::: 数据集 :::
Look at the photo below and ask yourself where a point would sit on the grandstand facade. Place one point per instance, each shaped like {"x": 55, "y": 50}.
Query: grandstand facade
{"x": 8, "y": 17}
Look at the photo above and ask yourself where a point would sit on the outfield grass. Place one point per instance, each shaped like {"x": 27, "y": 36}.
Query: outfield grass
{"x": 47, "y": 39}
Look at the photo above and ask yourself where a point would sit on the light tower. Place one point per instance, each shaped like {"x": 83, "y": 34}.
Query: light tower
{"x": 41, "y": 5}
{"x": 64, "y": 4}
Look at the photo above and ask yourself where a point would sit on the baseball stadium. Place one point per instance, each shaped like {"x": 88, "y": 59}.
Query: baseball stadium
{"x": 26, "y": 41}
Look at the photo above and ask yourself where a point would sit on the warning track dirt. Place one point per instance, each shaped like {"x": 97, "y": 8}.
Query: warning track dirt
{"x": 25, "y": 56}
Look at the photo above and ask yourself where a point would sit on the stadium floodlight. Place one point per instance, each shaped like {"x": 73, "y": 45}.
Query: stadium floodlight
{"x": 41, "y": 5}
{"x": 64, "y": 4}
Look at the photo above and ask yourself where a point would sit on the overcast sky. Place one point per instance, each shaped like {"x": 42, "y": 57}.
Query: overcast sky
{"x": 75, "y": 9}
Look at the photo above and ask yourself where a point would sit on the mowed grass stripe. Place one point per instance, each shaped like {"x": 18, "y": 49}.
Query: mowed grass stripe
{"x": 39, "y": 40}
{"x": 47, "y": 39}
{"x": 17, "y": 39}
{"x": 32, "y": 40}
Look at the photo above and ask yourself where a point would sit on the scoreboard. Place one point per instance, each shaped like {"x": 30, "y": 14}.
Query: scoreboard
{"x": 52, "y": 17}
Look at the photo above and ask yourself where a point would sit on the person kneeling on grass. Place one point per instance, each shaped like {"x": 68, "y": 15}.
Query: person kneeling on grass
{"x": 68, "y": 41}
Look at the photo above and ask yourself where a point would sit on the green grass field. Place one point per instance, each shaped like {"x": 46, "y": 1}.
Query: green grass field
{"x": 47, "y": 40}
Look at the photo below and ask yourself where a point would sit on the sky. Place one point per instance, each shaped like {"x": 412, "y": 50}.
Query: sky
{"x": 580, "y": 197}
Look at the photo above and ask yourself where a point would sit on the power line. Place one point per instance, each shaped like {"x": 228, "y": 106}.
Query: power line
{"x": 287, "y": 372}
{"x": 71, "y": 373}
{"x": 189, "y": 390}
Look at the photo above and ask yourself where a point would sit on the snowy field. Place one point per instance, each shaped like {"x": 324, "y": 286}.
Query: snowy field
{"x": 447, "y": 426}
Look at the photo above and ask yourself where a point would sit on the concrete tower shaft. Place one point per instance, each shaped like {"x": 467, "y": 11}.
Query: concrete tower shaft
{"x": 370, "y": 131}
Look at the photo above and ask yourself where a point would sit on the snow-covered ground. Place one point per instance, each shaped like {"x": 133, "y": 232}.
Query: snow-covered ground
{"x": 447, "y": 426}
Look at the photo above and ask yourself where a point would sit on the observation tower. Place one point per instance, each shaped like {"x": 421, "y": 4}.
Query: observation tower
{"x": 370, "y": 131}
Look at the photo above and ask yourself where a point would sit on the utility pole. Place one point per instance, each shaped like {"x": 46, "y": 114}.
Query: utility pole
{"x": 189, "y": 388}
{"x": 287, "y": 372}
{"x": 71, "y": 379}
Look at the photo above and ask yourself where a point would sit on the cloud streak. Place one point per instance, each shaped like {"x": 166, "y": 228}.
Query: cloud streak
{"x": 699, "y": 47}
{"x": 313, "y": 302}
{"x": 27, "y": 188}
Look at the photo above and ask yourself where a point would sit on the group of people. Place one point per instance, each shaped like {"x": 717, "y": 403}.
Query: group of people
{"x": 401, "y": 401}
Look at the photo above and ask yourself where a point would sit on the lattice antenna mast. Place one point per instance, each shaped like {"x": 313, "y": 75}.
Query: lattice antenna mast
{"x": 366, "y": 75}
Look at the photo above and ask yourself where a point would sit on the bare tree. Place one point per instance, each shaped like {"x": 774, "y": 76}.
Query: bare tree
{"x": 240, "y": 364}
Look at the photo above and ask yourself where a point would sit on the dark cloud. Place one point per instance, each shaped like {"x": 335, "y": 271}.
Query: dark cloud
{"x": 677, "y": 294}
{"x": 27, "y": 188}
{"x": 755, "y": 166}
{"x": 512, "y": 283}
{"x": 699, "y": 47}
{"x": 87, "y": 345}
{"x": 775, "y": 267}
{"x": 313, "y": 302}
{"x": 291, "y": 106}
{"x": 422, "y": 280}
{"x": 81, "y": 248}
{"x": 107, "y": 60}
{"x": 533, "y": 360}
:::
### 练习题目
请重写上面的所有条目，把其中的“ask yourself”替换为“decide”，其余内容一字不改。

### 参考答案
Look at the photo below and decide where a point would sit on the grandstand facade. Place one point per instance, each shaped like {"x": 55, "y": 50}.
Query: grandstand facade
{"x": 8, "y": 17}
Look at the photo above and decide where a point would sit on the outfield grass. Place one point per instance, each shaped like {"x": 27, "y": 36}.
Query: outfield grass
{"x": 47, "y": 39}
Look at the photo above and decide where a point would sit on the light tower. Place one point per instance, each shaped like {"x": 83, "y": 34}.
Query: light tower
{"x": 41, "y": 5}
{"x": 64, "y": 4}
Look at the photo above and decide where a point would sit on the baseball stadium. Place one point per instance, each shaped like {"x": 88, "y": 59}.
Query: baseball stadium
{"x": 26, "y": 41}
Look at the photo above and decide where a point would sit on the warning track dirt. Place one point per instance, each shaped like {"x": 97, "y": 8}.
Query: warning track dirt
{"x": 25, "y": 56}
Look at the photo above and decide where a point would sit on the stadium floodlight. Place one point per instance, each shaped like {"x": 73, "y": 45}.
Query: stadium floodlight
{"x": 41, "y": 5}
{"x": 64, "y": 4}
Look at the photo above and decide where a point would sit on the overcast sky. Place one point per instance, each shaped like {"x": 42, "y": 57}.
Query: overcast sky
{"x": 75, "y": 9}
Look at the photo above and decide where a point would sit on the mowed grass stripe. Place one point per instance, each shaped like {"x": 18, "y": 49}.
Query: mowed grass stripe
{"x": 39, "y": 40}
{"x": 47, "y": 39}
{"x": 17, "y": 39}
{"x": 32, "y": 40}
Look at the photo above and decide where a point would sit on the scoreboard. Place one point per instance, each shaped like {"x": 30, "y": 14}.
Query: scoreboard
{"x": 52, "y": 17}
Look at the photo above and decide where a point would sit on the person kneeling on grass. Place one point per instance, each shaped like {"x": 68, "y": 15}.
Query: person kneeling on grass
{"x": 68, "y": 41}
Look at the photo above and decide where a point would sit on the green grass field. Place one point per instance, each shaped like {"x": 46, "y": 1}.
Query: green grass field
{"x": 47, "y": 40}
Look at the photo below and decide where a point would sit on the sky. Place one point per instance, each shaped like {"x": 412, "y": 50}.
Query: sky
{"x": 580, "y": 197}
Look at the photo above and decide where a point would sit on the power line. Place one point per instance, each shaped like {"x": 228, "y": 106}.
Query: power line
{"x": 287, "y": 372}
{"x": 71, "y": 373}
{"x": 189, "y": 390}
Look at the photo above and decide where a point would sit on the snowy field. Place one point per instance, each shaped like {"x": 324, "y": 286}.
Query: snowy field
{"x": 447, "y": 426}
Look at the photo above and decide where a point would sit on the concrete tower shaft. Place one point per instance, each shaped like {"x": 467, "y": 11}.
Query: concrete tower shaft
{"x": 370, "y": 131}
Look at the photo above and decide where a point would sit on the snow-covered ground. Place one point per instance, each shaped like {"x": 133, "y": 232}.
Query: snow-covered ground
{"x": 447, "y": 426}
Look at the photo above and decide where a point would sit on the observation tower. Place one point per instance, each shaped like {"x": 421, "y": 4}.
Query: observation tower
{"x": 370, "y": 131}
Look at the photo above and decide where a point would sit on the utility pole. Place one point per instance, each shaped like {"x": 46, "y": 114}.
Query: utility pole
{"x": 189, "y": 388}
{"x": 287, "y": 372}
{"x": 71, "y": 379}
Look at the photo above and decide where a point would sit on the cloud streak. Place one point per instance, each shaped like {"x": 166, "y": 228}.
Query: cloud streak
{"x": 699, "y": 47}
{"x": 313, "y": 302}
{"x": 27, "y": 188}
Look at the photo above and decide where a point would sit on the group of people. Place one point per instance, each shaped like {"x": 717, "y": 403}.
Query: group of people
{"x": 401, "y": 401}
Look at the photo above and decide where a point would sit on the lattice antenna mast. Place one point per instance, each shaped like {"x": 313, "y": 75}.
Query: lattice antenna mast
{"x": 366, "y": 75}
Look at the photo above and decide where a point would sit on the bare tree. Place one point per instance, each shaped like {"x": 774, "y": 76}.
Query: bare tree
{"x": 240, "y": 364}
Look at the photo above and decide where a point would sit on the dark cloud. Place one point per instance, each shaped like {"x": 335, "y": 271}.
Query: dark cloud
{"x": 677, "y": 294}
{"x": 27, "y": 188}
{"x": 755, "y": 166}
{"x": 512, "y": 283}
{"x": 699, "y": 47}
{"x": 87, "y": 345}
{"x": 775, "y": 267}
{"x": 313, "y": 302}
{"x": 291, "y": 106}
{"x": 422, "y": 280}
{"x": 81, "y": 248}
{"x": 107, "y": 60}
{"x": 533, "y": 360}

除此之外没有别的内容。